--- Problem ---
In the listing below, find each line with the string "green" and report it.
::::::::
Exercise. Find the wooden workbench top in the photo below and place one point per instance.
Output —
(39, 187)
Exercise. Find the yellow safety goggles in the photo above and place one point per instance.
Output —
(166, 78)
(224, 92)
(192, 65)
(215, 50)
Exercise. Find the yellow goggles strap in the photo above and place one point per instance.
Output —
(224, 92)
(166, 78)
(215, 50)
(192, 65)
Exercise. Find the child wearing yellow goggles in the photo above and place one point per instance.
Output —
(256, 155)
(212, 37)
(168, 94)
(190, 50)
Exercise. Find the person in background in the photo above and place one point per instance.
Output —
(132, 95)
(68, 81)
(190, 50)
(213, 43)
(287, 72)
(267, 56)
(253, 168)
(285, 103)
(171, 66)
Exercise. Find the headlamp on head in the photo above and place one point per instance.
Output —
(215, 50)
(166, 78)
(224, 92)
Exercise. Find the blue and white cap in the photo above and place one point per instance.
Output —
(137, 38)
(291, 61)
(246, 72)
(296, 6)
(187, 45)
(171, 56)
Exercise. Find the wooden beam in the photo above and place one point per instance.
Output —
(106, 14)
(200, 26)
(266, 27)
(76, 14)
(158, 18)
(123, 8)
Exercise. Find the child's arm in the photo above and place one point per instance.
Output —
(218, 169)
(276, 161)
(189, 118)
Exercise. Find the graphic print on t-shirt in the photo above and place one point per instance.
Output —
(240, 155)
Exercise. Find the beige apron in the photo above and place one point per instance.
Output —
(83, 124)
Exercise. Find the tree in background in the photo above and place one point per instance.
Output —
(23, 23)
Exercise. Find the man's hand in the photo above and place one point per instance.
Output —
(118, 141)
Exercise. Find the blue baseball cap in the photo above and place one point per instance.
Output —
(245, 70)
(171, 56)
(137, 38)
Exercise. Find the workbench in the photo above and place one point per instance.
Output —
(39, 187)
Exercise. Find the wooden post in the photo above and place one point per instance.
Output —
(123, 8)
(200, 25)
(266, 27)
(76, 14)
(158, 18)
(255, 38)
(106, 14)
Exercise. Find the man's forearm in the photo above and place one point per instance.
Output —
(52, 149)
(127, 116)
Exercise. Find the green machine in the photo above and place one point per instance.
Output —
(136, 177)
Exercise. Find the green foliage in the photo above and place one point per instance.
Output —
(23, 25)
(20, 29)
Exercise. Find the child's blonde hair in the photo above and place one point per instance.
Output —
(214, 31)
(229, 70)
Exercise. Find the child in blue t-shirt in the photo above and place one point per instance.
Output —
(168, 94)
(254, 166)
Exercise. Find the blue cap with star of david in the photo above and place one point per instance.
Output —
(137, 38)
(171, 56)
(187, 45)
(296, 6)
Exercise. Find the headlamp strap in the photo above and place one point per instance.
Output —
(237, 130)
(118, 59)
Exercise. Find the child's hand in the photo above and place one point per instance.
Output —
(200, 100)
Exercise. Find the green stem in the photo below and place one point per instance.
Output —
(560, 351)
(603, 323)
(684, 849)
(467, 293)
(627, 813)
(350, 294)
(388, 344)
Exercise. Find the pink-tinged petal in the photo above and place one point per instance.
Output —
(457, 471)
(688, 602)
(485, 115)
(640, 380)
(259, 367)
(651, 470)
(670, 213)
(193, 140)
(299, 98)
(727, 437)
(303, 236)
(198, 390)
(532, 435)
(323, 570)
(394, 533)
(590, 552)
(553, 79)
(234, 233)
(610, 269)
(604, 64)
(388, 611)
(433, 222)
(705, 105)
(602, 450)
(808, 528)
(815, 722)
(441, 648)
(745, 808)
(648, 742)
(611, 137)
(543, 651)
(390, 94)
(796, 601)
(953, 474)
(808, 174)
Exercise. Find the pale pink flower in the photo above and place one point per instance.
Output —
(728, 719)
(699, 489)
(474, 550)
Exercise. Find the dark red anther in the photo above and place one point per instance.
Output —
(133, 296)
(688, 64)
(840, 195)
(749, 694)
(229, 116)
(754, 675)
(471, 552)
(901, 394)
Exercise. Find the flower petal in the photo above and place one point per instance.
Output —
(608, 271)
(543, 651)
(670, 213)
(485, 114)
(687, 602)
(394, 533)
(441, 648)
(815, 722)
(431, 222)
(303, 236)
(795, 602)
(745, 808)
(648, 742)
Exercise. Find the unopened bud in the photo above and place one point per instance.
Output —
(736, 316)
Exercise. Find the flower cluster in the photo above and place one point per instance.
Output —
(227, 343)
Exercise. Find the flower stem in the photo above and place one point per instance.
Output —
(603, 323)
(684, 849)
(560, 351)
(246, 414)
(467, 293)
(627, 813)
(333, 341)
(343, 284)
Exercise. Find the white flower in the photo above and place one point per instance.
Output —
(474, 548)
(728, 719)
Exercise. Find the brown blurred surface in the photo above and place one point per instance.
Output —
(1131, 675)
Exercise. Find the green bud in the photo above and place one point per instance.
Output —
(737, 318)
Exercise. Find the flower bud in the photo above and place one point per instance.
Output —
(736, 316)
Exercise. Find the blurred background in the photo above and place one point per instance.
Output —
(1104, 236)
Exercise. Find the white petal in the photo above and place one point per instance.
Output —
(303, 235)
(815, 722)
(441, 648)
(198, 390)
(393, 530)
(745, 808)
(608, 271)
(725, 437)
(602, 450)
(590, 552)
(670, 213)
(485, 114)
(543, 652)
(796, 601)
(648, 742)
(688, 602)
::::::::
--- Result of the exercise ---
Exercise. Find the green machine in the photo above and place one point per instance.
Exercise. Find the green foliage in the photo above and place one point per instance.
Exercise. Find the green stem in the photo below and place one point per instance.
Exercise. Find the green bud in the photo above and place one point per instance.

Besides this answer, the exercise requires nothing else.